**WHAT TO DO:**
Swap "handbag" for "purse" in the part that opens with the line containing "of the black" and closes with the last of the lines, then give back only that part with everything else unchanged.

◇ ◇ ◇

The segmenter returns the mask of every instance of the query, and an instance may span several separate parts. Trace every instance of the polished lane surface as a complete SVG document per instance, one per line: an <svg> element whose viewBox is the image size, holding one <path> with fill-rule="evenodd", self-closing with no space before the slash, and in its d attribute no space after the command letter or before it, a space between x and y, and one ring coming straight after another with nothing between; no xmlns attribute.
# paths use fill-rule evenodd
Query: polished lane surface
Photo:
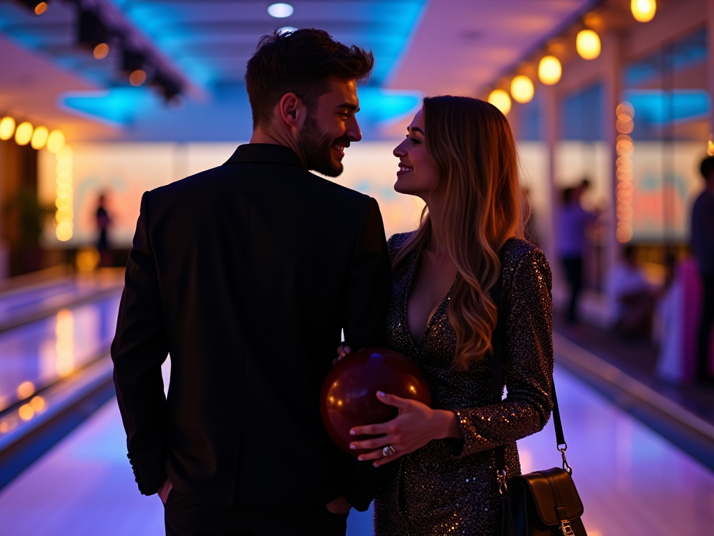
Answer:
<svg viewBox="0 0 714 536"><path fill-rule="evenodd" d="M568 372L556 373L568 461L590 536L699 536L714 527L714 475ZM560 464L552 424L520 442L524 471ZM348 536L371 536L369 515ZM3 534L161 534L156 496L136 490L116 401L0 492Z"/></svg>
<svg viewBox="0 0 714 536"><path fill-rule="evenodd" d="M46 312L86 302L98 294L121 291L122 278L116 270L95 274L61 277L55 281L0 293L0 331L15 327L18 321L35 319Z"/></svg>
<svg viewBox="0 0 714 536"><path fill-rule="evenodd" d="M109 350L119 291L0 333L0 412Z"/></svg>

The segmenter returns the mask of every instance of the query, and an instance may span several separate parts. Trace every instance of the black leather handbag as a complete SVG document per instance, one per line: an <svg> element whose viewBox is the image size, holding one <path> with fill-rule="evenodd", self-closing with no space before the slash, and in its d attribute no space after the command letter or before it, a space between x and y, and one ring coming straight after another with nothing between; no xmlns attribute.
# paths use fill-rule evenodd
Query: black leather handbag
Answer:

◇ ◇ ◇

**COMPLETE OUTPUT:**
The segmenter returns the mask of every instance of the query, and an instance may span several separate parts. Trace every instance of the black leather purse as a complete SVG document per instance, one per line: an <svg> element whose viewBox is the image size, holding one <path> with fill-rule="evenodd", self-closing with no space before the slash, and in its d attribute no space after the command letter or before it, a space between x and y, and one ring coming straight after another with nothing between; no xmlns attribute.
# paths use fill-rule evenodd
Query: black leather purse
Answer:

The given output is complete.